▶ [Raw data]:
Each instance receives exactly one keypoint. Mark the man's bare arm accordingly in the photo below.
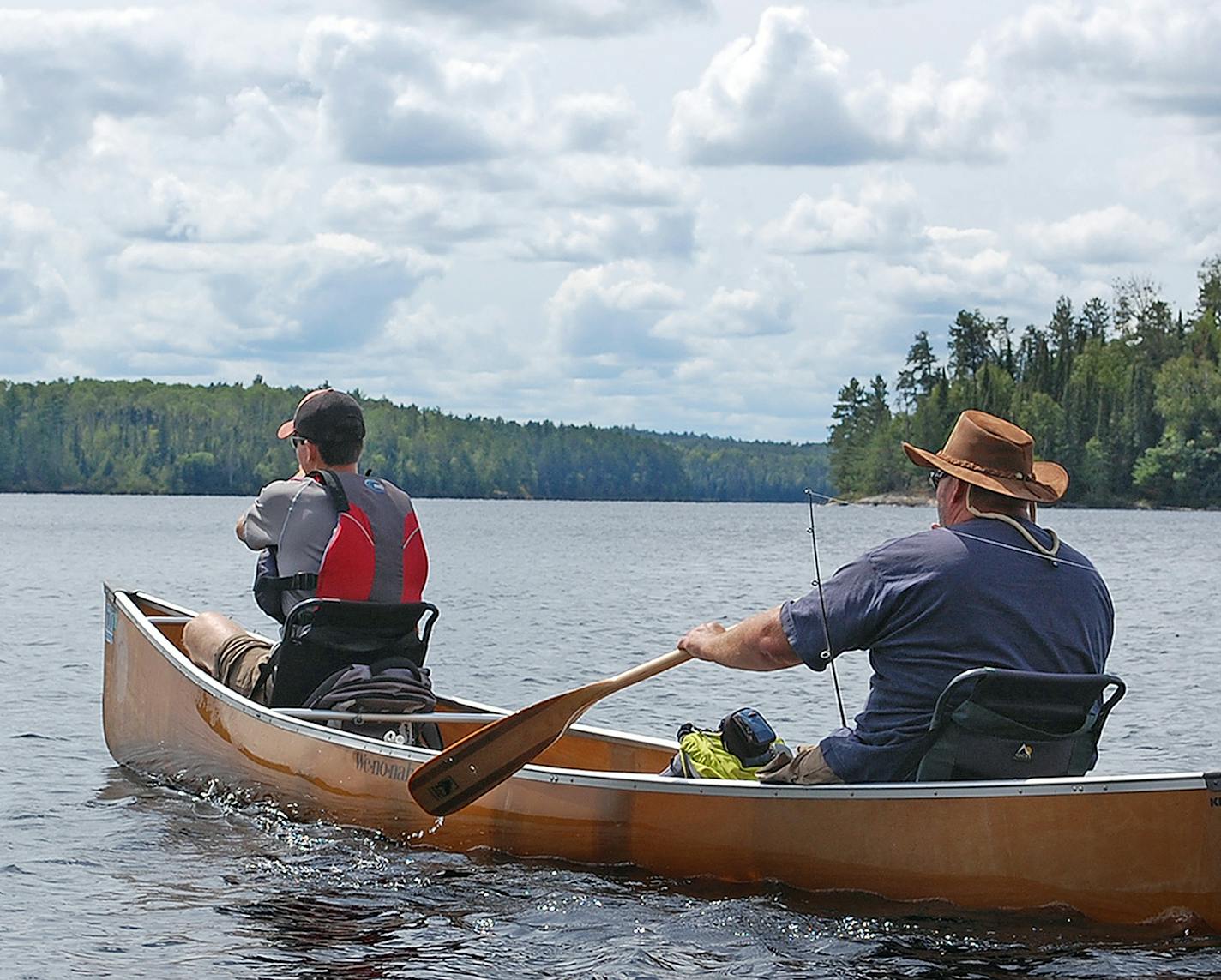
(755, 643)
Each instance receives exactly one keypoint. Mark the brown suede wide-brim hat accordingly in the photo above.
(990, 453)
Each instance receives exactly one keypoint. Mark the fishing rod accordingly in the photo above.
(828, 653)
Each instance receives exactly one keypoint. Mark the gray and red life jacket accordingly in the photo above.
(375, 553)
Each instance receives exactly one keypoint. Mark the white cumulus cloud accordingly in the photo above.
(884, 216)
(608, 316)
(1109, 235)
(786, 98)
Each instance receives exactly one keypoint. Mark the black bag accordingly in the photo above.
(743, 743)
(389, 686)
(749, 737)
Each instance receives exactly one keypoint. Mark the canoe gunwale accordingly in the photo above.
(124, 599)
(619, 781)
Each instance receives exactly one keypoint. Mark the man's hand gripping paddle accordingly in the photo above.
(485, 758)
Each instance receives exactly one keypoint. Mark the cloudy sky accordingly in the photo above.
(683, 215)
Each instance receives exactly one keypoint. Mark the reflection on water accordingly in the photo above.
(105, 875)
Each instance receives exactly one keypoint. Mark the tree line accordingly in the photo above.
(1126, 394)
(89, 436)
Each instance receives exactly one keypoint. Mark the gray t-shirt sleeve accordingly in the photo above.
(265, 518)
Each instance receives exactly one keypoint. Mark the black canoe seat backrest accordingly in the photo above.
(1013, 724)
(322, 636)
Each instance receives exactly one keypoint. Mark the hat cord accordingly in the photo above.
(1045, 552)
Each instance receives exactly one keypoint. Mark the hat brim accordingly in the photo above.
(1049, 484)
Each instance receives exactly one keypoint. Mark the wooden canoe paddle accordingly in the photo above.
(489, 755)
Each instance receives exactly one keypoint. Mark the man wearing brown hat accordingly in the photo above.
(326, 531)
(985, 587)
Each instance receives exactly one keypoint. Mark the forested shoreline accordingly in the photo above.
(91, 436)
(1126, 394)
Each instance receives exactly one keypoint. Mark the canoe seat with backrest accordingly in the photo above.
(1013, 724)
(325, 639)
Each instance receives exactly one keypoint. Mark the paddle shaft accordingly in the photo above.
(487, 757)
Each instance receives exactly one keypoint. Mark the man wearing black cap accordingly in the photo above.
(326, 531)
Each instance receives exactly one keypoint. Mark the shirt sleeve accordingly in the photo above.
(265, 518)
(855, 599)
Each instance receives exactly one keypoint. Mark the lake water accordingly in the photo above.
(104, 875)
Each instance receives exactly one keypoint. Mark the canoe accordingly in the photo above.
(1119, 850)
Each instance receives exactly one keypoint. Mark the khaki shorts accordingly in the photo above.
(806, 767)
(221, 647)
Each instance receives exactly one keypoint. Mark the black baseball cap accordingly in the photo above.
(325, 415)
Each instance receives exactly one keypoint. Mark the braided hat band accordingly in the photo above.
(990, 453)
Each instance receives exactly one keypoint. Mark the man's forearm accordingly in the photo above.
(755, 643)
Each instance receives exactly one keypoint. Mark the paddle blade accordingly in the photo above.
(485, 758)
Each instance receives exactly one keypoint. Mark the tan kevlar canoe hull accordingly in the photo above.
(1120, 850)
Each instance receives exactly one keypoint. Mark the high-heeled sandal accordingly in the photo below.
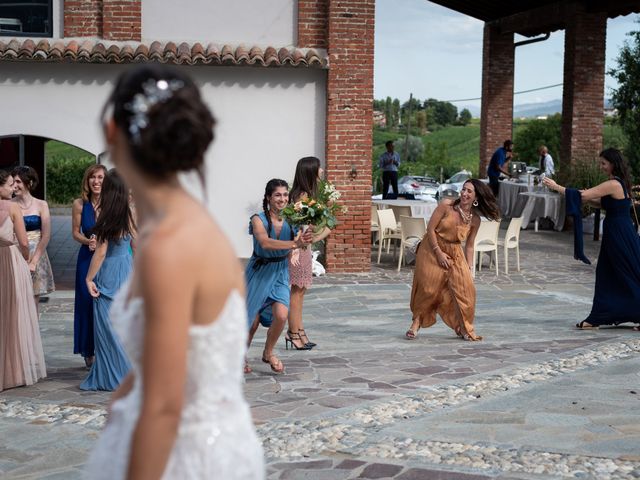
(291, 338)
(584, 325)
(274, 362)
(305, 339)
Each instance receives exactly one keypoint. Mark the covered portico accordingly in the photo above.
(585, 25)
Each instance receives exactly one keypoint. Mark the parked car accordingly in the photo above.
(418, 185)
(452, 186)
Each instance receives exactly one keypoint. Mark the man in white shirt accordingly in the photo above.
(546, 162)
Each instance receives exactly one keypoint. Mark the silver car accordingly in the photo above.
(451, 187)
(418, 185)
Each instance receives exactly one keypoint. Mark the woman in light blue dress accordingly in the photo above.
(267, 273)
(110, 267)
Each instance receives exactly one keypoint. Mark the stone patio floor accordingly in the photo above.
(535, 399)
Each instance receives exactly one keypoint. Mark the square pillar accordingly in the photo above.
(496, 117)
(122, 20)
(312, 23)
(583, 92)
(349, 129)
(82, 18)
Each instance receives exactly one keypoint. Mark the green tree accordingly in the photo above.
(465, 117)
(626, 98)
(535, 133)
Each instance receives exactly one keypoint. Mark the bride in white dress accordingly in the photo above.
(181, 413)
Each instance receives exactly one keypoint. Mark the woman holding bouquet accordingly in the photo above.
(305, 185)
(442, 281)
(267, 273)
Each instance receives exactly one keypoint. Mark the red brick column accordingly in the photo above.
(583, 92)
(82, 18)
(312, 23)
(122, 20)
(496, 118)
(349, 129)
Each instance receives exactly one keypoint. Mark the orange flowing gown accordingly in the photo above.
(447, 292)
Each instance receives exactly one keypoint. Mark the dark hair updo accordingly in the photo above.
(27, 175)
(4, 176)
(176, 130)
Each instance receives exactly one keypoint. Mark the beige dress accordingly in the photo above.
(21, 354)
(449, 293)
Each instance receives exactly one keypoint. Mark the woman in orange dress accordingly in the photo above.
(442, 281)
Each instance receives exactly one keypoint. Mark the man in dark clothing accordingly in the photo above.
(498, 165)
(389, 162)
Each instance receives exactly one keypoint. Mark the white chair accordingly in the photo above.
(512, 240)
(388, 229)
(486, 242)
(400, 210)
(412, 229)
(375, 228)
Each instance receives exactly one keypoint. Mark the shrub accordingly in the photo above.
(64, 178)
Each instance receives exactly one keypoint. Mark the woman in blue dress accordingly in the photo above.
(84, 214)
(617, 292)
(109, 269)
(267, 273)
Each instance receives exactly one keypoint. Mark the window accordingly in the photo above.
(30, 18)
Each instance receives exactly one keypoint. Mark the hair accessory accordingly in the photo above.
(154, 92)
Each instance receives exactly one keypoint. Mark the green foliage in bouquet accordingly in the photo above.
(319, 212)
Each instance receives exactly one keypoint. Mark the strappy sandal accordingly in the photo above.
(274, 362)
(584, 325)
(410, 334)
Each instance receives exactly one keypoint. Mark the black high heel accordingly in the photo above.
(303, 335)
(291, 337)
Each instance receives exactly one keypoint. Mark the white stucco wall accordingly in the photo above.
(250, 22)
(267, 120)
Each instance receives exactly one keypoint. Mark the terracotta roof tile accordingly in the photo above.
(93, 51)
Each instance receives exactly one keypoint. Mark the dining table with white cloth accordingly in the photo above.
(543, 204)
(510, 202)
(419, 208)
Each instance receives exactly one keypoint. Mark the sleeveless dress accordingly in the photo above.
(111, 364)
(267, 274)
(43, 276)
(301, 275)
(617, 291)
(449, 293)
(21, 354)
(216, 437)
(83, 309)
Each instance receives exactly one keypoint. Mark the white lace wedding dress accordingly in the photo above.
(216, 438)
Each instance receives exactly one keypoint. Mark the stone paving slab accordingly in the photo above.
(334, 414)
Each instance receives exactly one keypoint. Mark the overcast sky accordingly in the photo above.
(434, 52)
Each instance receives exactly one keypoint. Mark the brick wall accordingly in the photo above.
(583, 93)
(122, 20)
(83, 18)
(496, 118)
(312, 23)
(349, 129)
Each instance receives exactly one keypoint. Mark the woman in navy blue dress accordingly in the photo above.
(110, 268)
(85, 211)
(617, 292)
(267, 273)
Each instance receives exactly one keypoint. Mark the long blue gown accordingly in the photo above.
(617, 292)
(111, 364)
(83, 309)
(267, 275)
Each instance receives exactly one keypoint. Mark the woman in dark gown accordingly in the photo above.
(84, 218)
(617, 292)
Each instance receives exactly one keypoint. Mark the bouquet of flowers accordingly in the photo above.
(319, 212)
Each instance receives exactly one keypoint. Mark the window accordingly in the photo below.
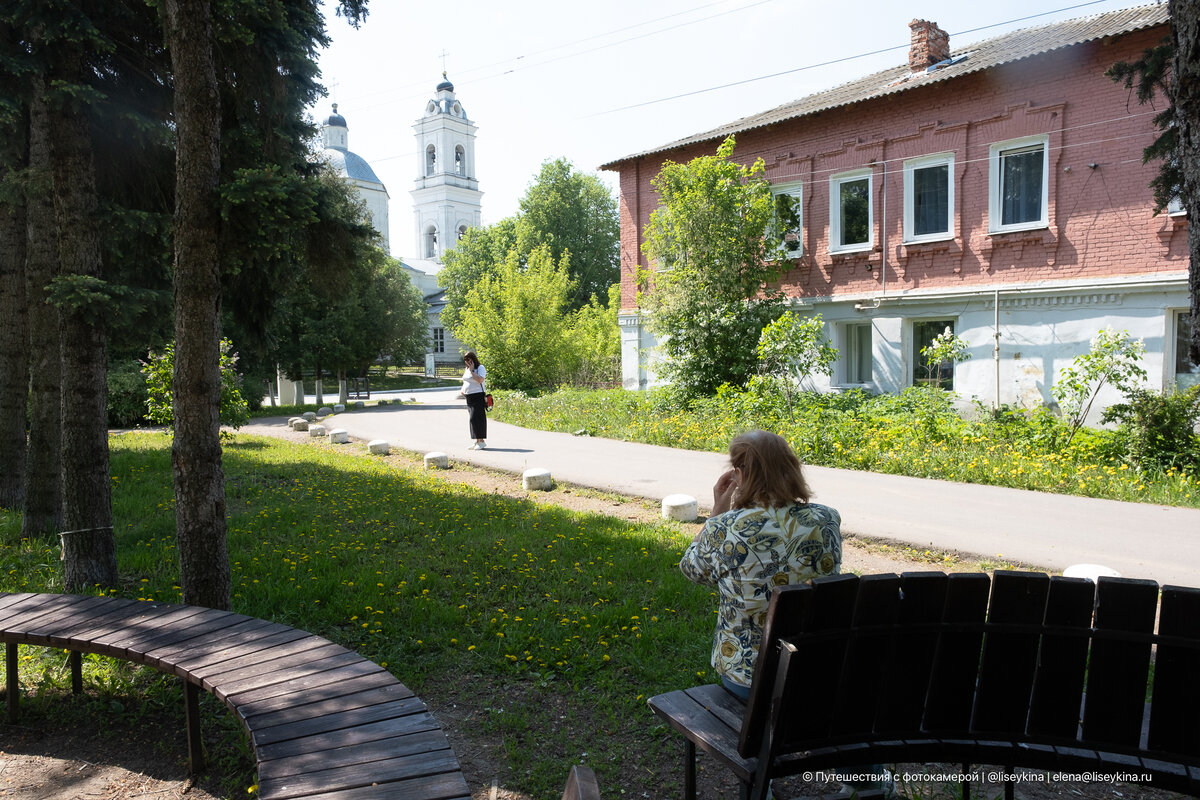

▶ [What you are asked to do]:
Leave the pictures aside and output each entry exactly as it stands.

▶ [Result of the exercise]:
Each instance receives exactly one keypoint. Mark the man's bare arm accordingly in the photo below.
(755, 643)
Each instance receives exactly one keypoint. Mark the brown suede wide-brim hat accordingly in the photo above.
(990, 453)
Each instance receives exactly one keypoint. Mark the fishing rod accordingly in the photo above.
(828, 653)
Each instance receives exactly one keypoint. Mark the gray and red life jacket accordingly in the photo above.
(375, 553)
Each instance receives exactly one keypoint. Mark the white cumulus cloud accordingly in the photo above.
(884, 216)
(608, 316)
(1109, 235)
(786, 98)
Each instance receives exactly one keypoint. Mark the black bag accordingly in the photo above.
(743, 743)
(389, 686)
(749, 737)
Each instance receives exactly one keypoint. Mark the canoe gunwale accordingly in the photo above.
(124, 599)
(619, 781)
Each instance receives exactly one keypoint. Mark the man's hand gripping paddle accordingly in the photo above.
(485, 758)
Each instance receives exactly one keypoint. Mark the cloudy sky accordingly in the photo above.
(683, 215)
Each instance receives exactly one keypoint. Mark the reflection on water accordingly in the photo above.
(105, 875)
Each instance receives exactly one keypoint. Mark the tree line accordingly in the photo above.
(1126, 394)
(89, 436)
Each instance receives exactly one keypoint. Mark the gray t-shirt sleeve accordingly in the photo above.
(265, 518)
Each instance receives exactly one keypoint. Mark the black canoe seat backrest accordingly in the photo above.
(1013, 724)
(322, 636)
Each instance receives exactly one keypoint. Mark the hat cord accordingly in the photo above.
(1045, 552)
Each instance receives exactly one keypoint. Mark the hat brim accordingly in the photo above.
(1049, 484)
Each instance receives exactly one keypoint. Mark the wooden canoe paddle accordingly in the photo above.
(489, 755)
Each instance receives exactly one keypoint. Mark the man wearing brown hat accordingly in the photo above.
(326, 531)
(985, 587)
Each instance receives exactly one keypoint. Mark the forested shoreline accordingly in the photo above.
(91, 436)
(1126, 394)
Each instance receives exactly one keypoint. Mark the canoe seat with backrest accordingly in the photo above.
(1013, 724)
(325, 639)
Each instance receives exactly one keypoint. Mark the paddle shaft accordingly in the photo above.
(487, 757)
Each instance receives exactly one keypoint. Mark the man wearing black cap accordingly in the photo above.
(326, 531)
Each instance receives exactly one keypoint. Mark the shirt sleeve accordingly in the photo above.
(265, 518)
(855, 599)
Each instance receives exactly one keypoint. Mark the lake water accordingly in the photo above.
(104, 875)
Each instance receives exactly one keypoint. Mark the canoe accordingly in the photo above.
(1119, 850)
Each instance receives exactly one keypoint. Mark the khaki shorts accordingly in the photo above.
(806, 767)
(221, 647)
Each instance receives exactly one keypoint. Mark the black baseball cap accordingly in the photo above.
(325, 415)
Each instance receives exactly one keypoint. Mark the braided hat band accordingly in the photo above.
(990, 453)
Each instance receives exactly one keypoint. Mark the man's forearm accordingly in the photo above.
(755, 643)
Each instance receives exactly one keypoint. Mark the paddle blade accordingly in the photo above.
(485, 758)
Each instance receives exactly one keypoint. Mark the tan kevlar canoe hull accordingly in the photo above.
(1120, 850)
Each instance receives exactly one keypoint. Mark the high-heeled sandal accordingly in the photo below.
(291, 338)
(584, 325)
(274, 362)
(305, 339)
Each instance receives exactly one keypoint. Mark the covered portico accordingly in the photo above.
(585, 25)
Each instance receives exactly one keypoint. Mark the parked car accordingly in the photo above.
(418, 185)
(452, 186)
Each instance receives exactly one keypoint. Mark the man in white shirt accordingly in the photo above.
(546, 162)
Each instance receives exactly one keypoint. Mark the silver car accordingly in the photo above.
(451, 187)
(418, 185)
Each instance receives exactly one keypoint. Mark the woman in light blue dress accordingly in the photo above.
(267, 273)
(110, 267)
Each instance receives exactly one keypoint. Mark the stone patio floor accordingly in the photo above.
(535, 399)
Each instance receives exactly one keypoint. Mark the square pillar accordingly in the photo above.
(496, 117)
(122, 20)
(312, 23)
(583, 92)
(349, 129)
(82, 18)
Each instance receives exactly one keypoint. Mark the green tree accordingly in the photo above.
(465, 117)
(626, 98)
(535, 133)
Each instance receives exactly one keypoint. Mark the bride in white dress accordingly in the photo above.
(181, 413)
Each instance receives exactly one keypoint. Mark the woman holding bouquet accordingly in the photo above.
(305, 185)
(442, 281)
(267, 273)
Each instance receives exactly one keypoint. Mark the red brick column accordingly in the photo above.
(583, 92)
(82, 18)
(312, 23)
(122, 20)
(496, 118)
(349, 129)
Each instance receives exactly one keypoint. Mark the orange flowing gown accordingly in the photo above.
(447, 292)
Each instance receives exactly one keypoint. Mark the dark hair updo accordingly in the photo above.
(27, 175)
(4, 176)
(176, 130)
Each instance receives exactly one keypoint. Mark the beige dress accordingly in the photo above.
(21, 354)
(449, 293)
Each instance receives exactly one keypoint. Mark the woman in orange dress accordingly in the photo above.
(442, 281)
Each instance receives exactly one keypoint. Mark the man in dark clothing accordingly in the photo above.
(498, 165)
(389, 162)
Each instance receives exactly one keypoint. Mark the white chair accordingly in the photo above.
(512, 240)
(388, 229)
(486, 242)
(400, 210)
(412, 229)
(375, 228)
Each instance receives exactly one keypoint. Mark the shrub accordingly in the photo above.
(64, 178)
Each instance receives exactly one keypoint. Mark the woman in blue dress accordingly in the photo above.
(84, 214)
(617, 292)
(109, 269)
(267, 273)
Each instance receives exactly one keypoint. Mark the window accordingly in the photo above.
(30, 18)
Each instance receives exactly one keypoint. Mark the hair accessory accordingly in the photo above.
(154, 92)
Each instance receives exactly one keypoint. Mark the green foliage in bouquet accordingly in the photo above.
(319, 212)
Each instance receives exactly one keypoint. Mark the strappy sandal accordingly in the photo above.
(274, 362)
(584, 325)
(410, 334)
Each instance receives exactly one keypoint. Mark the black high heel accordingly in the photo above.
(303, 335)
(291, 337)
Each instance receives exactly one keypoint. Mark the white stucco wall accordingly in the photo above.
(250, 22)
(267, 120)
Each instance receives exactly one keypoint. Mark the terracotta roof tile accordingly in the photo above.
(93, 51)
Each instance receives exactly one keypoint. Mark the dining table with white cloth accordingly in the photo above.
(543, 204)
(510, 202)
(419, 208)
Each instance receives exactly one keypoint. Mark the sleeveless dress accordingly in the photo above.
(111, 364)
(267, 274)
(43, 276)
(301, 275)
(617, 291)
(449, 293)
(21, 354)
(216, 437)
(83, 309)
Each instance receives exactly one keypoint. Mark the white lace wedding dress accordingly in the photo above.
(216, 438)
Each instance receives exactly one keypoint. Mark the stone paving slab accordingly in the photo above.
(334, 414)
Each instance receives exactly one keypoint. Mark the overcast sky accordingly in the photo above.
(434, 52)
Each instance receives exactly one keypoint. Mark the brick wall accordingly in the photo above.
(583, 93)
(122, 20)
(83, 18)
(496, 118)
(312, 23)
(349, 129)
Each instance receives exactly one keypoint. Mark the woman in navy blue dress accordingly in the photo above.
(110, 268)
(85, 211)
(617, 292)
(267, 273)
Each instance receives exactly one keypoint. Mark the long blue gown accordingly in the photo above.
(617, 292)
(111, 364)
(83, 309)
(267, 275)
Each instance receives exactly one keypoint. Mark the woman in dark gown accordingly in the photo above.
(84, 218)
(617, 292)
Each instance receives exactly one keypoint. Mark the bouquet of flowers accordingly in the photo above.
(319, 212)
Each instance receives exactly one keypoint. Mark the window accordingly in the photo below.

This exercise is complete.